Stated goal A:
Pick out every line of the rows that contains the word "with" and copy each one.

To be fair I have been on holiday (in September) and been back at uni doing a dissertation and the like, but I still have only managed to finish about three books in this time, which either says a lot about my reading abilities or the books themselves...
The first one I finished on holiday was none other than Steig Larsson's The Girl Who Played With Fire. I love this trilogy and I'm ploughing through the final one as we speak! After I'd finished this one though, I began to read The Kite Runner. I loved the film and I love Khaled Hosseini, but for some reason I took months and months to get through this book. I do think it was more me not having much time to read it rather than it being a bit of a rubbish book, but I do still think that says something! I remember reading A Thousand Splendid Suns in about a week because I couldn't put it down! But then maybe that is because there wasn't a film version to remind you of what was yet to come...
I found a similar thing occurred to me whilst reading The Picture of Dorian Gray. I know, I know! How can I slate Oscar Wilde?! But the thing is, I could 100% tell that this was the book that was made out of several short stories and put together to make a book, with a few added chapters in which ABSOLUTELY NOTHING HAPPENED! The ones in which something did happen were of course fabulous, but I felt that I was reading this book for years! In the end I had to stop taking it to read at the hairdressers with me because she was beginning to question why I hadn't finished it yet! Although she agreed with me about the rogue chapters...
Anyway, I'm happily settled with The Girl Who Kicked The Hornet's Nest, and I gather that my one reader is now content that I have informed them of what I've been reading these past few months, because what I read is obviously oh so important.
I would quite like someone to recommend me a good book for after I've finished this one, that way I can blame them if I'm still reading it when I'm 40.

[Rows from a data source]
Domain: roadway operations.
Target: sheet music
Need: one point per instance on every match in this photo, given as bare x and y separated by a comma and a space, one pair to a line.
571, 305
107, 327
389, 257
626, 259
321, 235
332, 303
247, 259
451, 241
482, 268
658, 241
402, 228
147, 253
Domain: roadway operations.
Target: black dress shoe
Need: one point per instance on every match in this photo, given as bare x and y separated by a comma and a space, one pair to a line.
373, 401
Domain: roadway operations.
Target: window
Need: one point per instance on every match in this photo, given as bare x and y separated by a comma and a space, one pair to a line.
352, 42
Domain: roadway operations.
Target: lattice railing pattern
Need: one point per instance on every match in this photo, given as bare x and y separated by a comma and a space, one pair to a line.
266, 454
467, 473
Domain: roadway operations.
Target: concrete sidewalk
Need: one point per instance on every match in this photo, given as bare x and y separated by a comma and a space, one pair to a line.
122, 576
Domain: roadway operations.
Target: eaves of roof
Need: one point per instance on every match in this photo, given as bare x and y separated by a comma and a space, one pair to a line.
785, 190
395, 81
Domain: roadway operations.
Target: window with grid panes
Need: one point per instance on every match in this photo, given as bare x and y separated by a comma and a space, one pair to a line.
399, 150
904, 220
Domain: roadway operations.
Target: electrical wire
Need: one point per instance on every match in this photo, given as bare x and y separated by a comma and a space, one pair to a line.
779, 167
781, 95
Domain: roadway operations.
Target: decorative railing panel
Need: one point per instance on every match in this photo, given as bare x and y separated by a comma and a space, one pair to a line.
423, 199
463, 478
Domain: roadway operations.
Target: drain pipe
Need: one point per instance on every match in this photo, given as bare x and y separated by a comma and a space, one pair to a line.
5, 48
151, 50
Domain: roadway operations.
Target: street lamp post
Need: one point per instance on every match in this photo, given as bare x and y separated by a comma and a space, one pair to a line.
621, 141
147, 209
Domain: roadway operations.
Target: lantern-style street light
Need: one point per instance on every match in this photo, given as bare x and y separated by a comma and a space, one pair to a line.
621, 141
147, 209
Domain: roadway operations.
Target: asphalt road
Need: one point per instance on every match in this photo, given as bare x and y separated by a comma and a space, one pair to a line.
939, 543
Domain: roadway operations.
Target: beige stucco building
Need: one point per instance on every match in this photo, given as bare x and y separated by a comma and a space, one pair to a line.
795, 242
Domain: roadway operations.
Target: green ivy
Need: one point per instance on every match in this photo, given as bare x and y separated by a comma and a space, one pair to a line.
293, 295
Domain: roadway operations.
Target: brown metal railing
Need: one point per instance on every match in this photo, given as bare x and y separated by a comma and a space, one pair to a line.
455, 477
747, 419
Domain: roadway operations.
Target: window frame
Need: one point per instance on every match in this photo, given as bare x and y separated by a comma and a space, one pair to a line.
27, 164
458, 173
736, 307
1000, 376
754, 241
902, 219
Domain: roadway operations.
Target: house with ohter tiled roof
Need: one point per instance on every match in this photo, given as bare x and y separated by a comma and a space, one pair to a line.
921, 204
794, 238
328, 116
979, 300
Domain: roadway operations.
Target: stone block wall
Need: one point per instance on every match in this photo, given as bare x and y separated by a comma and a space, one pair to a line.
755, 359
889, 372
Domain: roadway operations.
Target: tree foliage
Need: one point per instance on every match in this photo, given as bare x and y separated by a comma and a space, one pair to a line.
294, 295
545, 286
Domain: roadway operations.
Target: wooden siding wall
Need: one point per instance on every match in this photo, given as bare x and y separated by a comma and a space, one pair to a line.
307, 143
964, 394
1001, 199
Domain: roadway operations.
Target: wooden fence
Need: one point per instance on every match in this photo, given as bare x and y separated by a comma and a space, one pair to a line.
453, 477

Stated goal B:
According to the post about recent reading, which book did the writer get through in about a week?

Task solution A:
Target: window with grid panes
Target: house with ohter tiled roof

Task solution B:
A Thousand Splendid Suns